**PAGE:**

## Start

When You’re Facing Tough Times…
Real Help That Makes A Difference

Team Trump and their Legal Eagles

It’s been nearly impossible to write blogs over the past year or two. There has been such an embarrassment of riches in terms of legal subject matter in the news. And since January, as we all know if we have working brains, it has been coming so fast and furiously that by the time I have written something it is already old news, replaced by whatever strange goings-on have occurred in the past hour or two.

Used to be that a good legal issue worthy of writing about came up about once a week if you were lucky. Sometimes you would get two or three in one week and have trouble picking out one to focus on. Now they come up two or three times a day.

That’s right, I am talking about Team Trump and their unusual legal antics. This past week was a classic example. Even the off-hand comment by the big man himself about Madame Macron being “in great shape” was worthy of legal analysis about the impropriety (or not) of such comments.

Trust me, based on roughly 100% of the comments from women I’ve heard about the propriety of this comment it most assuredly did not meet with their approval.

But two examples this past week stood out:

  • Donald Trump Jr.’s admission, and revelation of emails describing his attendance at a clandestine meeting with an alleged Kremlin shill, heretofore undisclosed, coupled with Jared Kushner’s apparent attempt to hide his own involvement in said meeting, is surely ripe for legal analysis.
  • And then the outburst of Trump Sr.’s own attorney, once again in email traffic, (after all, “E is for Evidence” as we criminal lawyers always like to say) deserves a comment. Or two.

Let’s start with Junior.

First of all, I have to say, while not exactly legal criticism, on a personal level I always worried that one day I might have kids who were not especially bright and wondered how that would be. Fortunately, I have the opposite problem; my kids make me feel stupid and lazy compared to them and the amazing things they have been able to accomplish in their relatively brief time on the planet. They are awesome. I wonder if Donald Sr. feels the same way? I wouldn’t.

What Donald Jr. did was stupid. Period. But since we are conducting legal analysis here, let me explain how I think this worked in the minds of his attorneys – assuming they were actually involved.

If they weren’t involved, then that answers the question about how this happened. If Donald Jr. did this on his own, without legal advice, then he is even stupider than I thought. I have to assume some lawyer or lawyers told him it was a good idea.

It wasn’t.

But they probably thought about it the same way I think about bad evidence and how to present it in trial. There’s the parallel with what I do.

## End

**EXERCISE AIM:**
Do these statements agree with the post about Team Trump's legal antics? Answer yes or no for each, quoting the words of the post that decide it.
1. A good legal issue worth writing about once came up about once a week.
2. The author concludes that Donald Jr. acted with no legal advice.
3. The women the author heard approved of the "in great shape" comment.
The entries play no part in what comes next.

**Dataset entries:**
## Start

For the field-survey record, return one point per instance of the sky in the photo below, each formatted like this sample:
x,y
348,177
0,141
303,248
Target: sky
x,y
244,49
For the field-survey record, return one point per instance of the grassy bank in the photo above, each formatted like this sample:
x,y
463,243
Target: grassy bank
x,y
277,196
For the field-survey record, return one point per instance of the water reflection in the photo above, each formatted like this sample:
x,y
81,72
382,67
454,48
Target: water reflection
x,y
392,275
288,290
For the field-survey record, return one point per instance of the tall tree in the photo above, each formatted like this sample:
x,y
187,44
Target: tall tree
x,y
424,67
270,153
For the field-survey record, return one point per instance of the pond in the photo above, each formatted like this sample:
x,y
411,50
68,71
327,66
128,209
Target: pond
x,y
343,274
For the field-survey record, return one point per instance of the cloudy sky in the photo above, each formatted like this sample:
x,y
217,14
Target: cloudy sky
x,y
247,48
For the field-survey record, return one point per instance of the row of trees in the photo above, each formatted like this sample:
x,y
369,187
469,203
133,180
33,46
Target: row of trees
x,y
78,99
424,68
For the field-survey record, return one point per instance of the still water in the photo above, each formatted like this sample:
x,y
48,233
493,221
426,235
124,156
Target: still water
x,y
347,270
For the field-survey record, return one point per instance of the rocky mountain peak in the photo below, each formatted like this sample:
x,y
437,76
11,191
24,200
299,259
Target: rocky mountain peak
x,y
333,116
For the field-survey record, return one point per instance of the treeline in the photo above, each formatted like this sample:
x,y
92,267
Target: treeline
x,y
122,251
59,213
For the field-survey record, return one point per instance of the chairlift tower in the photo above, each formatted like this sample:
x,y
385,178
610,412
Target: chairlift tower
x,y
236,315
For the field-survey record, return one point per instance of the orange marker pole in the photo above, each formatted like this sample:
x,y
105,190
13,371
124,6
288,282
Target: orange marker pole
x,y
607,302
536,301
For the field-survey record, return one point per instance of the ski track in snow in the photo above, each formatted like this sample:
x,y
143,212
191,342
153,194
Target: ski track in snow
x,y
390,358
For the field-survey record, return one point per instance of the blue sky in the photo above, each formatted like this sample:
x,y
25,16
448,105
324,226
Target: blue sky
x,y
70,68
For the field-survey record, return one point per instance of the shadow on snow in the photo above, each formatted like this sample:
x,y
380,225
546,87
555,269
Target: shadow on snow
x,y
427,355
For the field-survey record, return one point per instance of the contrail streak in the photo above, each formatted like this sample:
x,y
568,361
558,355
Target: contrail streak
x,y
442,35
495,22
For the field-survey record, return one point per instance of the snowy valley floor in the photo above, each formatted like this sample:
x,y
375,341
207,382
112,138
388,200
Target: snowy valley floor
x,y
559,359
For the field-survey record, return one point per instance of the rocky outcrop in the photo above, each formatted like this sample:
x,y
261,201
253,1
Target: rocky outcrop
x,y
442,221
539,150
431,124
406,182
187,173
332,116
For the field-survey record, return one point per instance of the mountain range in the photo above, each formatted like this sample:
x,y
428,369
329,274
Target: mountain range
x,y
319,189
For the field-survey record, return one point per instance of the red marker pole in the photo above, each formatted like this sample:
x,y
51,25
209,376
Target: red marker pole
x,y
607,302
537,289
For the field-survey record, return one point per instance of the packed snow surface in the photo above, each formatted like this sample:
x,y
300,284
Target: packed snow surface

## End

**RESULT:**
1. Yes: "Used to be that a good legal issue worthy of writing about came up about once a week if you were lucky."
2. No: "I have to assume some lawyer or lawyers told him it was a good idea."
3. No: "it most assuredly did not meet with their approval."